About this exercise:
Copy nothing from the entries below except the lines from the one containing "Agent workflow — the next required interaction targets the metal" through the one containing "Agent workflow — the next required interaction targets the grain", and copy those exactly.

Provided data:
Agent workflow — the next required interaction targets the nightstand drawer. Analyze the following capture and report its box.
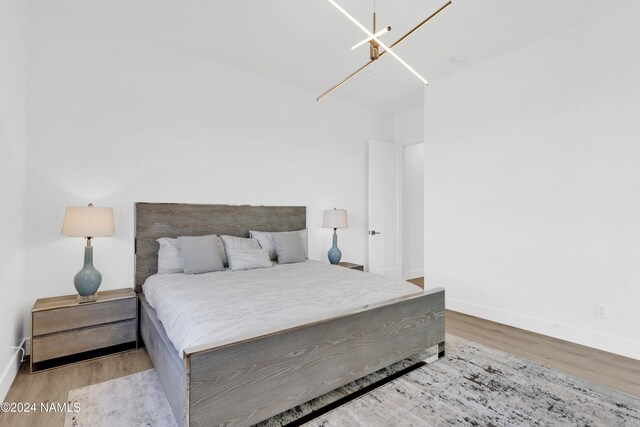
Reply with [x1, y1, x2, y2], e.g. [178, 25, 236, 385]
[32, 298, 136, 336]
[32, 319, 136, 363]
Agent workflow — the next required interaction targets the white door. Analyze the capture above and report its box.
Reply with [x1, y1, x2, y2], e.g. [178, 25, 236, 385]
[368, 140, 403, 279]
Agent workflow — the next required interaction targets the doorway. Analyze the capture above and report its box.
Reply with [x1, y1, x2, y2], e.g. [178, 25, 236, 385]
[367, 140, 424, 284]
[403, 142, 424, 281]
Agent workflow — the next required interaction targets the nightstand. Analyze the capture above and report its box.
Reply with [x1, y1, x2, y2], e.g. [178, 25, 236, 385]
[31, 288, 138, 373]
[338, 262, 364, 271]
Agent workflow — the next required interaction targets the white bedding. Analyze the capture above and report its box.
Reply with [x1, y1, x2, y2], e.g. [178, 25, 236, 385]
[143, 260, 422, 358]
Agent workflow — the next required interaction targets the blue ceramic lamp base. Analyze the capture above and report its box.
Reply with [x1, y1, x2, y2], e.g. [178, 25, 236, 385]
[327, 229, 342, 265]
[74, 245, 102, 296]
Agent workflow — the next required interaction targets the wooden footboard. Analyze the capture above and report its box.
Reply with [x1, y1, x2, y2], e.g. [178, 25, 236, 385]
[141, 289, 445, 427]
[183, 288, 445, 427]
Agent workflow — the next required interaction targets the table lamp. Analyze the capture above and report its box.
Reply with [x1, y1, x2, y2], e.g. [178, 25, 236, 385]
[61, 203, 115, 299]
[322, 208, 348, 264]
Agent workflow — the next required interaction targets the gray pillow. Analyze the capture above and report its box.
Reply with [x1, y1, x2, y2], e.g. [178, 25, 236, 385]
[220, 235, 261, 251]
[178, 235, 225, 274]
[226, 248, 272, 271]
[249, 230, 278, 260]
[250, 229, 308, 261]
[272, 232, 306, 264]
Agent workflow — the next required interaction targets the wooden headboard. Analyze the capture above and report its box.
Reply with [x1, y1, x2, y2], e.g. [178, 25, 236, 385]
[135, 203, 307, 292]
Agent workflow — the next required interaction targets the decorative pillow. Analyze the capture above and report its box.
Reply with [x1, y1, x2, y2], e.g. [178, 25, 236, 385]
[220, 235, 261, 251]
[177, 235, 225, 274]
[272, 232, 306, 264]
[226, 248, 272, 271]
[157, 235, 228, 273]
[214, 236, 229, 267]
[250, 229, 308, 261]
[249, 231, 277, 260]
[157, 238, 183, 274]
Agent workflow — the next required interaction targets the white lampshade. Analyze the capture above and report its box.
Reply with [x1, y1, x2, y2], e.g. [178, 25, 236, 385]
[61, 205, 115, 238]
[322, 208, 348, 229]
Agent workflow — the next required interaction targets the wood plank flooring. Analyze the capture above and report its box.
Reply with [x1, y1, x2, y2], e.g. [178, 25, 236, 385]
[407, 277, 424, 288]
[0, 348, 152, 427]
[1, 304, 638, 426]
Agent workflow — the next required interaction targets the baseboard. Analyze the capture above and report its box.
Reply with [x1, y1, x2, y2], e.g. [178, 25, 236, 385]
[0, 338, 27, 402]
[404, 269, 424, 280]
[447, 297, 640, 361]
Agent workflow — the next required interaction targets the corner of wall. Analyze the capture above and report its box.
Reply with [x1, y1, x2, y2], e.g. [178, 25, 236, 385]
[0, 0, 29, 402]
[394, 105, 425, 146]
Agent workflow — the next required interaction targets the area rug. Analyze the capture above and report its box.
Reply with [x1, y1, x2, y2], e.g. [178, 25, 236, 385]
[65, 334, 640, 426]
[64, 369, 175, 427]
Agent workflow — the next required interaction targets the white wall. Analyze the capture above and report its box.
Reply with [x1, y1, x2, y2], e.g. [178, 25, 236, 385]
[0, 0, 27, 400]
[394, 106, 424, 146]
[424, 4, 640, 359]
[23, 8, 394, 337]
[403, 143, 424, 280]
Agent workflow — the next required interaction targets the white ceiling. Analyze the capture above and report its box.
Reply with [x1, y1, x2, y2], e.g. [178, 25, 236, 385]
[32, 0, 633, 113]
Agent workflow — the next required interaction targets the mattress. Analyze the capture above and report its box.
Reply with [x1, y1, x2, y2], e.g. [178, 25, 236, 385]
[143, 260, 422, 358]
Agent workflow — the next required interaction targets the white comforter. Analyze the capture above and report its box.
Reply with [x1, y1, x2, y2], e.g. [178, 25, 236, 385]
[143, 260, 421, 358]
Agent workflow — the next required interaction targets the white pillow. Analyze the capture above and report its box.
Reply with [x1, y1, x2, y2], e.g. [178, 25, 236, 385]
[249, 229, 308, 261]
[156, 238, 183, 274]
[226, 248, 272, 271]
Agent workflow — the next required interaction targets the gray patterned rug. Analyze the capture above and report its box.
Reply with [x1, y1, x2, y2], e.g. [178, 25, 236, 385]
[65, 334, 640, 426]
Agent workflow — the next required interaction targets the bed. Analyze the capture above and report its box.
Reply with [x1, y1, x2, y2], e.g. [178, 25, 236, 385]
[135, 202, 445, 427]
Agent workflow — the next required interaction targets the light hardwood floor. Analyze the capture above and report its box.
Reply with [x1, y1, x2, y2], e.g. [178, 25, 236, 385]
[407, 277, 424, 288]
[0, 348, 152, 427]
[1, 305, 638, 426]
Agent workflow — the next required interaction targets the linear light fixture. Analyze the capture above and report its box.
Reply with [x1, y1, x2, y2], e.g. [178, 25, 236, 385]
[376, 36, 428, 85]
[317, 0, 452, 101]
[351, 26, 391, 51]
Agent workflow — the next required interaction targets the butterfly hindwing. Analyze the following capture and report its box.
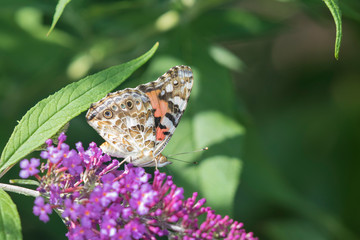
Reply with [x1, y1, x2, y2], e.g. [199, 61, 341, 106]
[86, 89, 156, 159]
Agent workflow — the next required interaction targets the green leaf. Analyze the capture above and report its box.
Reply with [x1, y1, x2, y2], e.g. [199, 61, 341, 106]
[0, 189, 22, 240]
[0, 43, 158, 176]
[208, 44, 244, 72]
[194, 111, 244, 213]
[193, 111, 245, 147]
[198, 156, 242, 211]
[323, 0, 342, 60]
[47, 0, 72, 36]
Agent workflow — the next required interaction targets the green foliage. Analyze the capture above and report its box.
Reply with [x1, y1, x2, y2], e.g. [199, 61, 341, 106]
[0, 43, 158, 175]
[323, 0, 342, 59]
[0, 189, 22, 240]
[47, 0, 72, 36]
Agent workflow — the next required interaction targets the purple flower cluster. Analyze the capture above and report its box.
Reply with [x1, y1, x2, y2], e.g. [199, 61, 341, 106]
[20, 133, 258, 240]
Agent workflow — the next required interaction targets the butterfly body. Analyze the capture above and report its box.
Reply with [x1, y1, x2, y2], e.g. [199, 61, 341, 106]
[86, 66, 193, 168]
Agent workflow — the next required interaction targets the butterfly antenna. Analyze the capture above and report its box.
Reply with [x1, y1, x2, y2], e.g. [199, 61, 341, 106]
[167, 156, 198, 165]
[167, 147, 208, 157]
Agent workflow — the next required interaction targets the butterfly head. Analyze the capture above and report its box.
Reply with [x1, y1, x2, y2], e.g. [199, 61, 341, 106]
[155, 154, 172, 167]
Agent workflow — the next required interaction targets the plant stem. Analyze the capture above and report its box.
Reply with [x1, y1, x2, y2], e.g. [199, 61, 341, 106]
[0, 183, 39, 197]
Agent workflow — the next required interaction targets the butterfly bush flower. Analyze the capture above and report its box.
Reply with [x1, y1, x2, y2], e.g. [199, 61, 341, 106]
[19, 158, 40, 178]
[20, 133, 257, 240]
[33, 196, 52, 222]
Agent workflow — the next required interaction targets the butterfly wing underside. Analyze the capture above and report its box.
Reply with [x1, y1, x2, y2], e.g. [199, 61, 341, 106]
[137, 65, 193, 156]
[86, 89, 156, 160]
[86, 65, 193, 167]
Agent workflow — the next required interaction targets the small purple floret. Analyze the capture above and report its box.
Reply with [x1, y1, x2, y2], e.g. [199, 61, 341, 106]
[19, 158, 40, 178]
[62, 149, 83, 176]
[33, 197, 52, 222]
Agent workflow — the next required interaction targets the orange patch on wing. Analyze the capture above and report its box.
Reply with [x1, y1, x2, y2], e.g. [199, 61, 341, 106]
[146, 90, 168, 118]
[146, 90, 170, 141]
[156, 127, 169, 141]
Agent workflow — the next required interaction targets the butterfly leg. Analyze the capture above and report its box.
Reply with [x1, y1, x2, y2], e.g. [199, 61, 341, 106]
[154, 159, 158, 171]
[118, 158, 128, 166]
[116, 156, 133, 169]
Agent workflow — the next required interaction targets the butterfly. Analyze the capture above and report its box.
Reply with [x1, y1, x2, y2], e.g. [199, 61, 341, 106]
[86, 65, 193, 169]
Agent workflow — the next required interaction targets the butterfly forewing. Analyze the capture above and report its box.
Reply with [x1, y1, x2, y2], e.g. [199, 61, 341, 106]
[137, 66, 193, 156]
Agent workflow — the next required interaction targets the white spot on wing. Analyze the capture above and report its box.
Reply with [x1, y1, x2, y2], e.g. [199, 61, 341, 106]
[145, 133, 156, 142]
[185, 70, 192, 78]
[97, 105, 106, 113]
[104, 99, 113, 106]
[165, 84, 173, 93]
[141, 95, 149, 102]
[161, 116, 174, 128]
[126, 116, 139, 127]
[172, 96, 186, 111]
[145, 115, 154, 128]
[185, 82, 192, 90]
[114, 96, 124, 104]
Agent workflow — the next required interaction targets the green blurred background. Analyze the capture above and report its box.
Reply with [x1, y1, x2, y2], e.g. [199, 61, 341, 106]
[1, 0, 360, 239]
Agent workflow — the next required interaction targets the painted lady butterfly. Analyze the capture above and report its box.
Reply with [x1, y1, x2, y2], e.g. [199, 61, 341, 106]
[86, 66, 193, 168]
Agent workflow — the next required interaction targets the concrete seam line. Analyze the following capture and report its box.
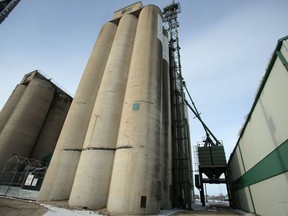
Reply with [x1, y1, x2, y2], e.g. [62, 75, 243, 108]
[63, 148, 82, 152]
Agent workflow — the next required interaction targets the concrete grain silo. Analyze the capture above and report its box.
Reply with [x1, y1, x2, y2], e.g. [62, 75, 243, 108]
[38, 22, 117, 201]
[69, 13, 137, 209]
[160, 31, 172, 209]
[0, 70, 72, 199]
[35, 2, 193, 215]
[30, 92, 72, 161]
[107, 5, 163, 215]
[0, 77, 55, 171]
[0, 84, 26, 134]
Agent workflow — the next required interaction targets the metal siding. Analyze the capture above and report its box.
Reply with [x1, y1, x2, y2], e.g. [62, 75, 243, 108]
[232, 140, 288, 190]
[238, 102, 274, 171]
[263, 57, 288, 144]
[234, 187, 255, 212]
[229, 146, 245, 181]
[251, 173, 288, 216]
[198, 146, 226, 166]
[281, 39, 288, 62]
[229, 47, 288, 215]
[237, 56, 288, 171]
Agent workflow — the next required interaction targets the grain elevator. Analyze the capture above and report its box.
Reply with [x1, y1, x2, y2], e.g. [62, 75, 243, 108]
[37, 2, 193, 215]
[0, 70, 72, 172]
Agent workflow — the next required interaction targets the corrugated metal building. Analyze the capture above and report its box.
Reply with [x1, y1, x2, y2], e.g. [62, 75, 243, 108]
[228, 36, 288, 215]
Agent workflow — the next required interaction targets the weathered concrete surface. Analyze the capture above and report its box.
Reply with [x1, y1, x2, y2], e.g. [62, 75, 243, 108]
[0, 84, 26, 134]
[107, 5, 163, 215]
[0, 79, 55, 171]
[69, 13, 137, 210]
[0, 197, 47, 216]
[38, 22, 117, 202]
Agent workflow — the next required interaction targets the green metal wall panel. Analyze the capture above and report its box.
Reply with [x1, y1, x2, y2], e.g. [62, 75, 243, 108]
[232, 139, 288, 191]
[198, 146, 226, 166]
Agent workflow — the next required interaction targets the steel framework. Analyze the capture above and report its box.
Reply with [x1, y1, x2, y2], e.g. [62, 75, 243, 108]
[0, 155, 47, 194]
[0, 0, 21, 24]
[163, 2, 193, 209]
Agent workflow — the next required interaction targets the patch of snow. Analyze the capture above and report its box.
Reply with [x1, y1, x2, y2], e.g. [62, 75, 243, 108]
[42, 204, 101, 216]
[42, 204, 182, 216]
[159, 209, 182, 215]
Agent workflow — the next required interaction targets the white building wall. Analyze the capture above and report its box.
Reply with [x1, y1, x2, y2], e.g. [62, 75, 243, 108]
[228, 38, 288, 216]
[239, 56, 288, 171]
[251, 174, 288, 216]
[236, 187, 255, 213]
[281, 39, 288, 60]
[229, 146, 245, 181]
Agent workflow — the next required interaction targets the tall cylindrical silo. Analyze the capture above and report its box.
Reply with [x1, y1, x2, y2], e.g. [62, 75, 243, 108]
[38, 22, 117, 201]
[69, 14, 138, 209]
[0, 84, 26, 134]
[160, 32, 172, 209]
[107, 5, 163, 215]
[0, 78, 55, 171]
[30, 93, 72, 161]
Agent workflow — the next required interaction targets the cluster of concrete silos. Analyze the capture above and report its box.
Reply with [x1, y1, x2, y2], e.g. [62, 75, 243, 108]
[38, 4, 172, 215]
[0, 71, 72, 171]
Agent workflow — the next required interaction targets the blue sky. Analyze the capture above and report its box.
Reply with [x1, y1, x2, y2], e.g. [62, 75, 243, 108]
[1, 0, 287, 195]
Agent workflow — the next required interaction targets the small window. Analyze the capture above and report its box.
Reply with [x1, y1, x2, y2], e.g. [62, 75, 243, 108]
[140, 196, 146, 208]
[132, 103, 140, 110]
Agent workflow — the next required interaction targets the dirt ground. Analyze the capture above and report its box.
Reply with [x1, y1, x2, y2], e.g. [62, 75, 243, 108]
[0, 197, 48, 216]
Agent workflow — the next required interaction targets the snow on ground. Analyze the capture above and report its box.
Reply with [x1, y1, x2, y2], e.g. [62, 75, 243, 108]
[42, 204, 101, 216]
[42, 204, 181, 216]
[158, 209, 182, 215]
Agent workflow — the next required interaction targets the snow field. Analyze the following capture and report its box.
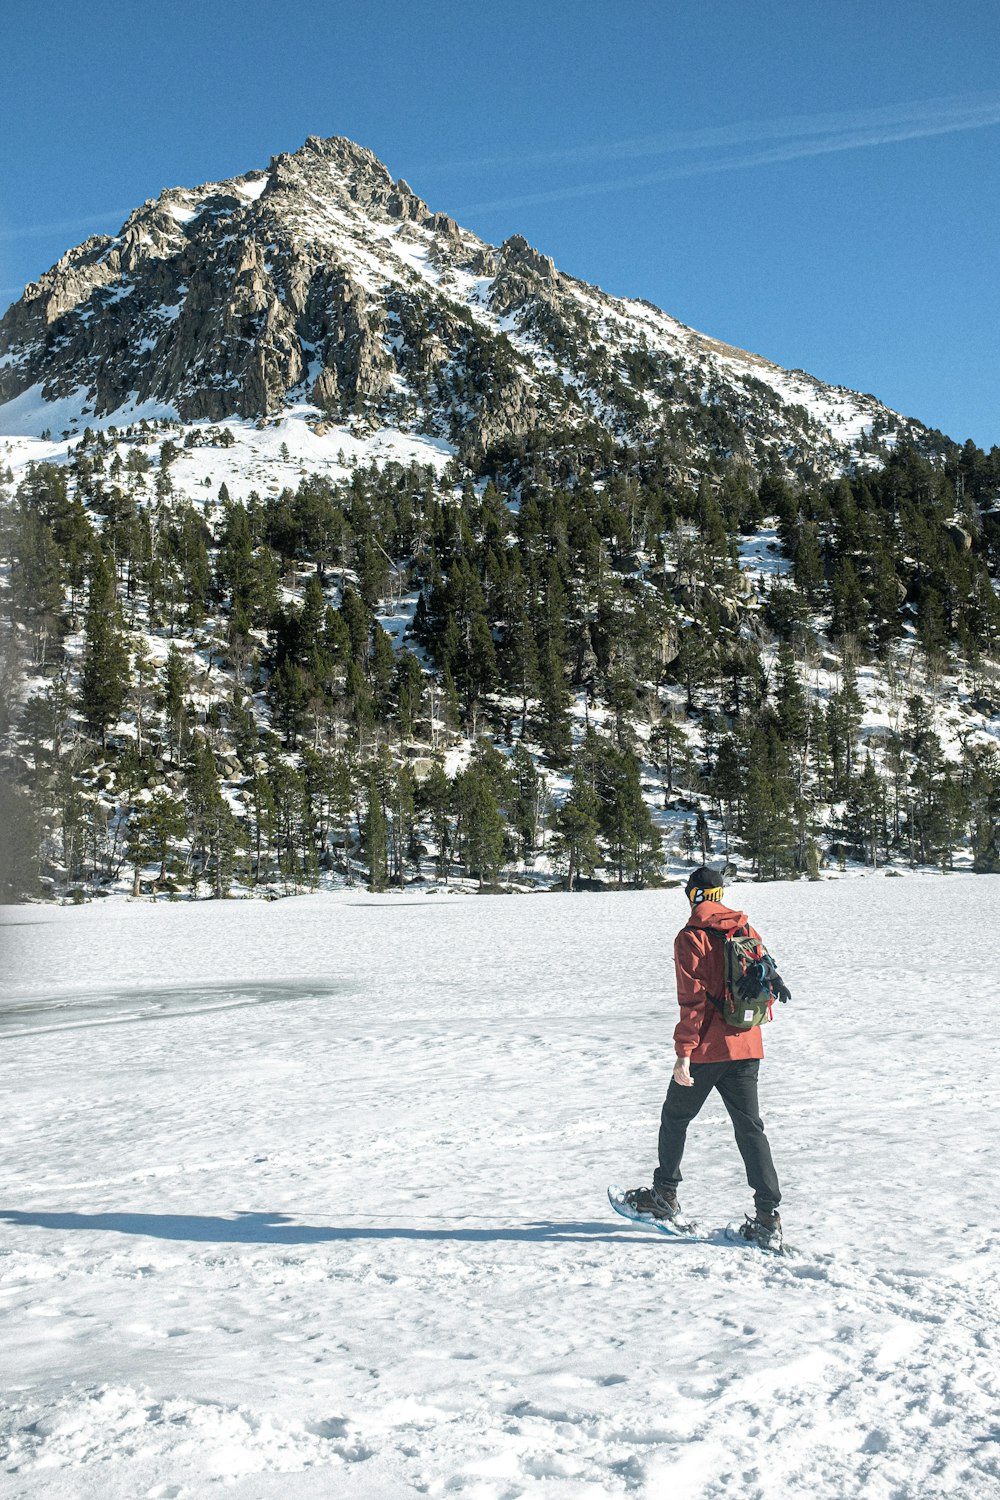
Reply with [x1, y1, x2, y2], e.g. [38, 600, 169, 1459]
[1, 876, 999, 1498]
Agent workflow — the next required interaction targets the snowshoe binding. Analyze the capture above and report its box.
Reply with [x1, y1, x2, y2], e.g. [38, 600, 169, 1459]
[608, 1183, 698, 1236]
[731, 1208, 783, 1254]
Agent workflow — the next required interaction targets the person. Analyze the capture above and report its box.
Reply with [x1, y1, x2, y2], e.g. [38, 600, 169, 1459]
[623, 865, 789, 1249]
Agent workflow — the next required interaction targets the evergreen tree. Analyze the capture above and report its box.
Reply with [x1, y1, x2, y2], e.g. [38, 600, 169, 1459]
[594, 742, 662, 886]
[371, 623, 396, 720]
[455, 765, 505, 889]
[791, 520, 824, 601]
[388, 761, 416, 886]
[79, 552, 130, 748]
[845, 754, 887, 866]
[393, 649, 424, 742]
[774, 643, 809, 767]
[826, 664, 863, 795]
[421, 761, 453, 881]
[161, 645, 190, 762]
[740, 719, 796, 878]
[126, 790, 186, 893]
[510, 742, 543, 858]
[830, 557, 869, 644]
[184, 734, 229, 889]
[362, 768, 389, 892]
[534, 647, 572, 767]
[551, 757, 602, 889]
[649, 718, 687, 795]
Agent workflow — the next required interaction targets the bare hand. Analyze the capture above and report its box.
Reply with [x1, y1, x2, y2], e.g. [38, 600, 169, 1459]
[673, 1057, 694, 1088]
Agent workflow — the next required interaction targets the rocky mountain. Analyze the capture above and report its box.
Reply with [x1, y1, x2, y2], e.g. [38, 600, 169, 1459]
[0, 135, 927, 474]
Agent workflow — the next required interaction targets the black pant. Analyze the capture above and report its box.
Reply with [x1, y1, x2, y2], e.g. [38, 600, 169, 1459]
[653, 1059, 781, 1212]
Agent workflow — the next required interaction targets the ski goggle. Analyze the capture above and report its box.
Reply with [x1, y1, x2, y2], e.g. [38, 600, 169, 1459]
[688, 885, 723, 904]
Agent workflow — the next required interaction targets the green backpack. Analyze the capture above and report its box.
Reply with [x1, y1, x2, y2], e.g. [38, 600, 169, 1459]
[688, 923, 779, 1031]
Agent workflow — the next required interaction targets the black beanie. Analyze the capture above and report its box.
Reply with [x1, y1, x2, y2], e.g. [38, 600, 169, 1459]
[684, 866, 725, 902]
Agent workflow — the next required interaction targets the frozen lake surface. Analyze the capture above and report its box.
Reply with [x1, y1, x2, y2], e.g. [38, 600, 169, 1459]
[1, 878, 998, 1498]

Exercise output:
Agent workflow — the next required interaction targets the metal siding. Analyze the capture above and report its box.
Reply with [x1, y1, x2, y2], e.g. [62, 75, 243, 108]
[232, 140, 288, 190]
[238, 102, 274, 171]
[263, 57, 288, 144]
[234, 187, 255, 212]
[229, 146, 245, 181]
[251, 173, 288, 216]
[198, 146, 226, 166]
[281, 39, 288, 62]
[229, 47, 288, 215]
[237, 56, 288, 171]
Agent workflow — the next required interaction targets the grain elevator. Analyze the capture above and report its box.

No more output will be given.